**** Study material

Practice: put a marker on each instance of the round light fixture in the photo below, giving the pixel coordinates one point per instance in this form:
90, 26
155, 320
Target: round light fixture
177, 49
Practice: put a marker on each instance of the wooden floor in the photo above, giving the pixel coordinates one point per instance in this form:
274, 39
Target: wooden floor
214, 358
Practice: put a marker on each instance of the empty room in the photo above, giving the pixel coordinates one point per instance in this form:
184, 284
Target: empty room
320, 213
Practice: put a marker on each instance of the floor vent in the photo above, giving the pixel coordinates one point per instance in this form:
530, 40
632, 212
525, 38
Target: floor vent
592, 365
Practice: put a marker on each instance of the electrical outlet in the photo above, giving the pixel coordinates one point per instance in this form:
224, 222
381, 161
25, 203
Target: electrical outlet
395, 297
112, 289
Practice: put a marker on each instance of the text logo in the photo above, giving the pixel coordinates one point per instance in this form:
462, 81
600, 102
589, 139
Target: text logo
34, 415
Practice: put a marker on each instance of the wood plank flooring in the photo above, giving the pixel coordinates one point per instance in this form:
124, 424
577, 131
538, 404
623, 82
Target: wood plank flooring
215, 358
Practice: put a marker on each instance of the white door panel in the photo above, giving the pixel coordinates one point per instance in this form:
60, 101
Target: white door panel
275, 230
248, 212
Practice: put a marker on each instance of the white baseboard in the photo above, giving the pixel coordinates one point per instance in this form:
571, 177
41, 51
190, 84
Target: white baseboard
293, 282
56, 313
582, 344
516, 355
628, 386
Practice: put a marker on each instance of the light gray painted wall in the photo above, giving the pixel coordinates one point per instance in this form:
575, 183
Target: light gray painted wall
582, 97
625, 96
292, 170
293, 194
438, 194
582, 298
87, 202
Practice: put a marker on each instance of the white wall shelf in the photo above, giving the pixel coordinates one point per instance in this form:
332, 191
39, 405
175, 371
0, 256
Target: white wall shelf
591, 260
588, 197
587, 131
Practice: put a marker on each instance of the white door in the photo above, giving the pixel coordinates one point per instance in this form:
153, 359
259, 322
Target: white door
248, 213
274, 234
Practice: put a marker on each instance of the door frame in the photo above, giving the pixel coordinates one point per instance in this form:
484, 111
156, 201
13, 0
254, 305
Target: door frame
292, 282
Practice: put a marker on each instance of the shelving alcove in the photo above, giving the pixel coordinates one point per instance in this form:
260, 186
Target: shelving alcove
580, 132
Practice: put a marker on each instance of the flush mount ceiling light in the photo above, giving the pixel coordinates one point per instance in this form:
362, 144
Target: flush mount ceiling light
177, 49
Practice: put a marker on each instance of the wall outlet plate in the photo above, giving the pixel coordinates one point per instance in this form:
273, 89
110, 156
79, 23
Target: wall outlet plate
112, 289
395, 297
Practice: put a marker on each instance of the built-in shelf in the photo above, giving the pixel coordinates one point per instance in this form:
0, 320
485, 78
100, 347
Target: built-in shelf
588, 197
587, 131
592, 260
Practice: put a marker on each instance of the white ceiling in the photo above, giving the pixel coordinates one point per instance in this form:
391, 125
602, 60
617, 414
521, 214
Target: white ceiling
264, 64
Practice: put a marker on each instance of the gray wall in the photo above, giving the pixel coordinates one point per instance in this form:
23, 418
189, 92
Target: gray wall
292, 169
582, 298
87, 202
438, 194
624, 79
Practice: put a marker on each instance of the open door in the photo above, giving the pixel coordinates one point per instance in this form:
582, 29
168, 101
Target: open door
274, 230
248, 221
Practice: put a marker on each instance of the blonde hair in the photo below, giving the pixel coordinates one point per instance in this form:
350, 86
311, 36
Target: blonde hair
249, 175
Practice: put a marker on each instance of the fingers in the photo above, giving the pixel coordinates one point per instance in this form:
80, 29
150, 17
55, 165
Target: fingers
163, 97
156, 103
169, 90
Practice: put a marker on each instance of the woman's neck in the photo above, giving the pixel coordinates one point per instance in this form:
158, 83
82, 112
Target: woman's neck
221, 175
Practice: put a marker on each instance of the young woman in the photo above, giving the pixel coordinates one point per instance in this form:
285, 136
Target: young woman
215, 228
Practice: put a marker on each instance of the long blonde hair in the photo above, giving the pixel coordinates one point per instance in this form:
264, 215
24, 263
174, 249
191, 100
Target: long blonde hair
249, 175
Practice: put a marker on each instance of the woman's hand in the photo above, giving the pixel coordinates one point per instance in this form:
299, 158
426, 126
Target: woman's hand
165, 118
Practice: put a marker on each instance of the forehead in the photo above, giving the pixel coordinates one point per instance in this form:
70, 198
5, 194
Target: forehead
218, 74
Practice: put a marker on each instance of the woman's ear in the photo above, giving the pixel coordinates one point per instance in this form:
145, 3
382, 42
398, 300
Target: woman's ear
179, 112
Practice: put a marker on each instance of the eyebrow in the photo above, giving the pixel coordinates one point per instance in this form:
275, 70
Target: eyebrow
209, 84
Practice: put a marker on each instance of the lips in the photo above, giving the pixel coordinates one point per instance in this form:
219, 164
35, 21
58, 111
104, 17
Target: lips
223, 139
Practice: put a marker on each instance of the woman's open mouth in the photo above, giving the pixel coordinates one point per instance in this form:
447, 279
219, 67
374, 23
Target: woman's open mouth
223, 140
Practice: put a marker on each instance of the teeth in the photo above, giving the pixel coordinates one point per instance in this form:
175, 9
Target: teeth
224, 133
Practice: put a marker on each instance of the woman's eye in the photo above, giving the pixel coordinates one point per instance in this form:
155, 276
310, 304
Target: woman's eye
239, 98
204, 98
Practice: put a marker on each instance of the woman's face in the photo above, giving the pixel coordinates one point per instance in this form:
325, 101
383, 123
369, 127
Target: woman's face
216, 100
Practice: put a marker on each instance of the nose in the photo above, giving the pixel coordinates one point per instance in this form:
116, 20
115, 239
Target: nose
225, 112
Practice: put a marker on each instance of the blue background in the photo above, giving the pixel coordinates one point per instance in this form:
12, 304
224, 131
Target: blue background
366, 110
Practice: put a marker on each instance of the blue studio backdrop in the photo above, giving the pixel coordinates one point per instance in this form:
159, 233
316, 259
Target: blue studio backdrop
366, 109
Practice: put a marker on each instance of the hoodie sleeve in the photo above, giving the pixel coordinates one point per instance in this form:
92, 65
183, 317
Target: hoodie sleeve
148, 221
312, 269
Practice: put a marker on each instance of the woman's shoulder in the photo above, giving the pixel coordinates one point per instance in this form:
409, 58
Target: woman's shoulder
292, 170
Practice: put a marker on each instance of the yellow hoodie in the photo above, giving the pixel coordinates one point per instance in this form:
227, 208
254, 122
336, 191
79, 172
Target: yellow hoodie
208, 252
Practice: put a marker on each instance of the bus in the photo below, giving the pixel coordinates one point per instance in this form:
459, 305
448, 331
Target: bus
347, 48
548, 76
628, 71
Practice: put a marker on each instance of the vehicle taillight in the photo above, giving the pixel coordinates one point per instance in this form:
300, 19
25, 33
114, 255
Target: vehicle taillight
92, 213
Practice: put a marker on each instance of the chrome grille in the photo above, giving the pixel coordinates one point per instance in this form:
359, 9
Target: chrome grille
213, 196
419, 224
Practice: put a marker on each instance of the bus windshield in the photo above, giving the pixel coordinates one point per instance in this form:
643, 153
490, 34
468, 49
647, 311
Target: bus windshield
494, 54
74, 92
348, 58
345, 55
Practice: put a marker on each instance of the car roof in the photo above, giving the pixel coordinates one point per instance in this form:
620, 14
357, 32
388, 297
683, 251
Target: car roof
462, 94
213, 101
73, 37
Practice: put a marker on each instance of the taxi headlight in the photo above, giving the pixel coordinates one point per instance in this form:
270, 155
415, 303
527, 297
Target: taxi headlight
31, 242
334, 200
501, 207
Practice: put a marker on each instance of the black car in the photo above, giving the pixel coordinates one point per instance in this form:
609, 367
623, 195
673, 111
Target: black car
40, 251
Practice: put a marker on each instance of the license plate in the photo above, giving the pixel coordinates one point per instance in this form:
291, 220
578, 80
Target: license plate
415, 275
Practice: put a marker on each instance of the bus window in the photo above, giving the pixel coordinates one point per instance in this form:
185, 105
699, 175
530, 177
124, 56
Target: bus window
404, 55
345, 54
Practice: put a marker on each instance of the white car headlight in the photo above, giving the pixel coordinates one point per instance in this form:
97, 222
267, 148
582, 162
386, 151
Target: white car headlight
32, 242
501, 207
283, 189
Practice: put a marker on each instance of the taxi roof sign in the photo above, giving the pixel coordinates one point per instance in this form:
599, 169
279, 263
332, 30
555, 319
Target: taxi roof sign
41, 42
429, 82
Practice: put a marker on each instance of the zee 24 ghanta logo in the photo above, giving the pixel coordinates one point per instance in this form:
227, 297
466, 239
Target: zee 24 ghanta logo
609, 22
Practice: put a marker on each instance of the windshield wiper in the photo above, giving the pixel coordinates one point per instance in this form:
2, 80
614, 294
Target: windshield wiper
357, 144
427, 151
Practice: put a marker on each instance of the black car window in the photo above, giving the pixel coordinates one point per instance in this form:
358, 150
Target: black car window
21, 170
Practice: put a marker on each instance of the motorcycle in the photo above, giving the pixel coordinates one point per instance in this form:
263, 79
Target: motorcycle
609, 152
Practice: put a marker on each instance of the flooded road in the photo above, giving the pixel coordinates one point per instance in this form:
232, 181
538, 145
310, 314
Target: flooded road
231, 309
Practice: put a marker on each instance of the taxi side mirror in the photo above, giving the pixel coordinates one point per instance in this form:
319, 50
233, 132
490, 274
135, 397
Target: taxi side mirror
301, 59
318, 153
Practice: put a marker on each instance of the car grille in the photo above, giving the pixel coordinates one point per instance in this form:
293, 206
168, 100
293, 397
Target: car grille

********

### Requirement
When the word "below" appears in a line of the listing, copy that line.

### Expected answer
Practice: put a marker on each instance of the round light fixture in the photo below, giving the pixel coordinates one point per instance in this form:
Practice: put a marker on each instance of the blonde hair in the photo below, giving the pixel coordinates one point per instance in this form:
Practice: put a marker on each instance of the bus in the photo below, giving the pixel coordinates one point per instance in this form:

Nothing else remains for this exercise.